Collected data
———

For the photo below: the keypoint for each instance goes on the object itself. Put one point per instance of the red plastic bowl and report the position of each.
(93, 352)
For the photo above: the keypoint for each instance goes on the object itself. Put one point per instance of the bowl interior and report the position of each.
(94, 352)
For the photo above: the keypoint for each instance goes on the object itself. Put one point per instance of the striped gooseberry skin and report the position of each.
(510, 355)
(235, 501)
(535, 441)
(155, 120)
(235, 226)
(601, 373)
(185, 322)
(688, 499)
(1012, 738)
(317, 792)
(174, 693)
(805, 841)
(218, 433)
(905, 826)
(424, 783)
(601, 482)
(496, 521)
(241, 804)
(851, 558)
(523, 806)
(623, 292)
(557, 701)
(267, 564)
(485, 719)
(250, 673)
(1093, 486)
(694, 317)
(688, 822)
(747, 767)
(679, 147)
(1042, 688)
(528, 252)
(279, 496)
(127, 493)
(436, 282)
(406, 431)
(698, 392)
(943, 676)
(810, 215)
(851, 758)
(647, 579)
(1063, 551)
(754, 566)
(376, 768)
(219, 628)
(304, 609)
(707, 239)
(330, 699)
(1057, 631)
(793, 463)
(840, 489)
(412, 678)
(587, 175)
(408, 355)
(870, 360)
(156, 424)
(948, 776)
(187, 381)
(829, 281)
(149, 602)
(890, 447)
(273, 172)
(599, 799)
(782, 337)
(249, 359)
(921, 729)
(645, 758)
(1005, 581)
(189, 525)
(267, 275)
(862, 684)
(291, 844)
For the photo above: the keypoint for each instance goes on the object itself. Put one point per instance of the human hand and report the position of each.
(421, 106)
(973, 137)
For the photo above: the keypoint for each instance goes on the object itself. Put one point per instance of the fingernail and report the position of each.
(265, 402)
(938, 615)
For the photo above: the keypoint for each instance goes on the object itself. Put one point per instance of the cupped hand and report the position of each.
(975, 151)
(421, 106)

———

Copy the records above word for word, beginning with the line that contains "cupped hand and report the position of each." and continuing through the final line of the records.

For the photo above: the keypoint for each instance goes on the object itself. Put one point per instance of the cupped hand and report the position of each.
(975, 151)
(421, 106)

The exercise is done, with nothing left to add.